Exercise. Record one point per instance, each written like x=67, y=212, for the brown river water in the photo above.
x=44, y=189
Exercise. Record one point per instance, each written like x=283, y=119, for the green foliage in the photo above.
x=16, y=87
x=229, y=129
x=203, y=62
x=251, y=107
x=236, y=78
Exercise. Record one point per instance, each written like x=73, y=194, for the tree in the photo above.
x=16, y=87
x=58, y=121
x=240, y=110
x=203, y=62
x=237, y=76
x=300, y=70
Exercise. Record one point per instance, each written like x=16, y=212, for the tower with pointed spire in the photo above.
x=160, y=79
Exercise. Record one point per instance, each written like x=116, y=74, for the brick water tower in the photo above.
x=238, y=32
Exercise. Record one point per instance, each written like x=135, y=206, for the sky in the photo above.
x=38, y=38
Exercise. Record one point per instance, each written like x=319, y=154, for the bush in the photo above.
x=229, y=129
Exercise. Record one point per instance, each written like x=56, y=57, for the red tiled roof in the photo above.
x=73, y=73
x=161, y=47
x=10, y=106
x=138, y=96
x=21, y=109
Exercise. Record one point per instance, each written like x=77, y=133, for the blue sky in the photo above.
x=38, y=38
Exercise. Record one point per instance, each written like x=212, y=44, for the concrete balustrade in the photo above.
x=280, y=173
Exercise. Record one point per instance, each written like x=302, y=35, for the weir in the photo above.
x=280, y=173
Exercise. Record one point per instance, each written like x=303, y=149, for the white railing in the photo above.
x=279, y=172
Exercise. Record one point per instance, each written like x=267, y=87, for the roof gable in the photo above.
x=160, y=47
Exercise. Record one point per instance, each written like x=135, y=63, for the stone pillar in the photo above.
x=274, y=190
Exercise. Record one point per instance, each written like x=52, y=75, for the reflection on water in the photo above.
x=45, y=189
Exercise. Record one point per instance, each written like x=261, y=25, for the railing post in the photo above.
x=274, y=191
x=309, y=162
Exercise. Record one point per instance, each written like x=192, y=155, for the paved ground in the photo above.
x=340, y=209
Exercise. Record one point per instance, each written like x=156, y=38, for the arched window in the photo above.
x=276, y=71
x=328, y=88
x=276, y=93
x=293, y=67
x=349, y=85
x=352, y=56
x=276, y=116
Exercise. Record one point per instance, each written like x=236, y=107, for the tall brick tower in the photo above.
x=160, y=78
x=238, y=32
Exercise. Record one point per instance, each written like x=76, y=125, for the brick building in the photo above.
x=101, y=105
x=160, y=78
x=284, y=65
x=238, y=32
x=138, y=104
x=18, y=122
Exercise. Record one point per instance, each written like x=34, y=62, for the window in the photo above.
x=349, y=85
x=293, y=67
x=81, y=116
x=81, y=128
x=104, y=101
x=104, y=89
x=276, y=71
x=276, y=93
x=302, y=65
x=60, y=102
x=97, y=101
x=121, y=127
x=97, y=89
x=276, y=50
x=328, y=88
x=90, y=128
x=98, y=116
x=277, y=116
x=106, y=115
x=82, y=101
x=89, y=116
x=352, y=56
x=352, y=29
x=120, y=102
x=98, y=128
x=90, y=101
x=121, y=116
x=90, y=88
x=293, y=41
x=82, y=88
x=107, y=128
═══
Objective —
Could you write out all of the entries above again, replacing "Record" with "Mark" every time it occurs and changing nothing else?

Solution to the problem —
Exercise. Mark one point per instance, each written like x=67, y=212, for the brown river water in the photo above.
x=44, y=189
Exercise. Mark one point per instance, each written like x=283, y=119, for the green foliage in the photo above.
x=16, y=87
x=229, y=129
x=203, y=62
x=251, y=107
x=236, y=78
Exercise. Mark one point per instance, each written like x=73, y=194, for the tree in the photo above.
x=16, y=87
x=58, y=121
x=240, y=110
x=203, y=62
x=237, y=76
x=300, y=70
Exercise. Mark one point per instance, each written like x=16, y=212, for the tower with pointed spire in the photo above.
x=160, y=79
Exercise. Mark one point per instance, each written like x=116, y=74, for the brick water tower in the photo above.
x=238, y=32
Exercise. Mark one point per instance, each written like x=135, y=206, for the sky in the photo above.
x=38, y=38
Exercise. Mark one point per instance, each written like x=319, y=154, for the bush in the photo above.
x=229, y=129
Exercise. Mark one point per instance, each written like x=56, y=57, for the red tiled roof in the photo above.
x=73, y=73
x=161, y=47
x=10, y=106
x=138, y=96
x=21, y=109
Exercise. Mark one point per instance, each written like x=77, y=133, for the blue sky in the photo above.
x=38, y=38
Exercise. Mark one point per instance, each written like x=212, y=44, for the concrete balustrade in the photo above.
x=280, y=173
Exercise. Mark one point per instance, each written like x=302, y=35, for the weir in the photo above.
x=280, y=173
Exercise. Mark one point per instance, each written like x=303, y=149, for the white railing in the photo above.
x=279, y=172
Exercise. Mark one point per instance, each written like x=267, y=87, for the roof gable in the photo above.
x=160, y=47
Exercise. Mark one point per instance, each written like x=135, y=63, for the stone pillar in the photo above.
x=274, y=190
Exercise. Mark one point per instance, each written like x=52, y=75, for the reflection on water in the photo above.
x=45, y=189
Exercise. Mark one point per instance, each written like x=261, y=25, for the railing post in the photo above.
x=274, y=191
x=309, y=162
Exercise. Mark one point per instance, each written like x=192, y=155, for the paved ground in the photo above.
x=340, y=209
Exercise. Mark one point per instance, each written like x=156, y=38, for the arched window in the photo above.
x=276, y=71
x=328, y=88
x=276, y=93
x=293, y=67
x=349, y=85
x=352, y=56
x=276, y=116
Exercise. Mark one point per instance, each written like x=236, y=107, for the tall brick tower in the photo above.
x=160, y=78
x=238, y=32
Exercise. Mark one point per instance, each written like x=76, y=125, for the brick building in the photo above.
x=101, y=105
x=160, y=78
x=284, y=65
x=238, y=32
x=138, y=104
x=18, y=122
Exercise. Mark one point per instance, each written like x=34, y=62, for the window in the photo above.
x=349, y=85
x=293, y=67
x=81, y=116
x=81, y=128
x=104, y=101
x=104, y=89
x=276, y=71
x=276, y=93
x=302, y=65
x=60, y=102
x=97, y=101
x=121, y=127
x=97, y=89
x=276, y=50
x=328, y=88
x=90, y=128
x=98, y=116
x=277, y=116
x=106, y=115
x=82, y=101
x=89, y=116
x=352, y=56
x=352, y=29
x=120, y=102
x=98, y=128
x=90, y=101
x=121, y=116
x=90, y=88
x=293, y=41
x=82, y=88
x=107, y=128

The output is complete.